(Selected passage begins)
Search This Blog

Wednesday, July 28, 2010

Rollercoasters

I hate them. They make me want to puke. I never liked them. Yet my life is one. My heart and my penis are one. There is no in between. I actually fall in love with women until I sleep with them. It makes me laugh at myself. I remember in my not-so-distant past, when it would take me a few weeks to get a woman in bed. I would pitch woo as only a man in love could! Then, after I got her, well, you know. One girl actually reminded me of all the wonderful things I said and wrote (she kept everything). It was very surreal to read the garbage I actually wrote with my penis, er, my heart, ummm, you know what I mean. That stuff actually works!

Sunday, July 18, 2010

Baggage is an STD

I was healthy once, well, healthier anyway. In my naivety, I chased and allowed myself to fall for women with considerable baggage. I now have a tractor trailer load of baggage. I suppose I could also call it life lessons. Either way, they are the    things I watch for, refuse to accept and have coloured my view of women.
In what seems like an endless conversation, I find myself acutely aware of my deal breaker list, but really, everything is on that list! My filter for a possible mate is so fine that I am 99.3% positive no woman will succeed at passing through each one.
(Selected passage ends)
Write out the full blog text above word for word, from its first line to its last.
(Entries shown begins)
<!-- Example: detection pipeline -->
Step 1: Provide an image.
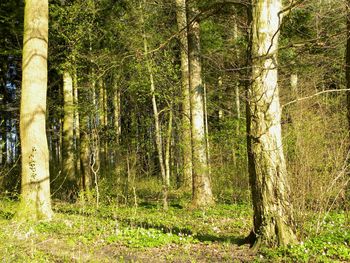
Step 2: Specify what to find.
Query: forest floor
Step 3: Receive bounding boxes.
[0,199,350,262]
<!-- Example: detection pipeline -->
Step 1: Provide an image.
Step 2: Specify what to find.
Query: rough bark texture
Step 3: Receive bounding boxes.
[19,0,53,220]
[141,0,168,209]
[80,109,92,191]
[248,0,296,246]
[73,69,82,189]
[62,71,77,199]
[345,0,350,214]
[188,4,214,207]
[176,0,192,192]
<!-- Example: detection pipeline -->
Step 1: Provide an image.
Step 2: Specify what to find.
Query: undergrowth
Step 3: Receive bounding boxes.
[0,199,350,262]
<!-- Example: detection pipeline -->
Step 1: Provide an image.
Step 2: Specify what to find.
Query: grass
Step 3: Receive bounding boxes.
[0,200,350,262]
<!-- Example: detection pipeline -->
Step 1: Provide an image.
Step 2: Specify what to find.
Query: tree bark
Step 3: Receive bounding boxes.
[175,0,192,190]
[247,0,296,247]
[141,1,168,210]
[188,3,214,207]
[62,71,78,200]
[18,0,53,220]
[345,0,350,216]
[73,68,83,189]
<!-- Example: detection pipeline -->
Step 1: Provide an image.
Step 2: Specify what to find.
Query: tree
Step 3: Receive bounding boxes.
(Entries shown ends)
Reply.
Search This Blog

Wednesday, July 28, 2010

Rollercoasters

I hate them. They make me want to puke. I never liked them. Yet my life is one. My heart and my penis are one. There is no in between. I actually fall in love with women until I sleep with them. It makes me laugh at myself. I remember in my not-so-distant past, when it would take me a few weeks to get a woman in bed. I would pitch woo as only a man in love could! Then, after I got her, well, you know. One girl actually reminded me of all the wonderful things I said and wrote (she kept everything). It was very surreal to read the garbage I actually wrote with my penis, er, my heart, ummm, you know what I mean. That stuff actually works!

Sunday, July 18, 2010

Baggage is an STD

I was healthy once, well, healthier anyway. In my naivety, I chased and allowed myself to fall for women with considerable baggage. I now have a tractor trailer load of baggage. I suppose I could also call it life lessons. Either way, they are the    things I watch for, refuse to accept and have coloured my view of women.
In what seems like an endless conversation, I find myself acutely aware of my deal breaker list, but really, everything is on that list! My filter for a possible mate is so fine that I am 99.3% positive no woman will succeed at passing through each one.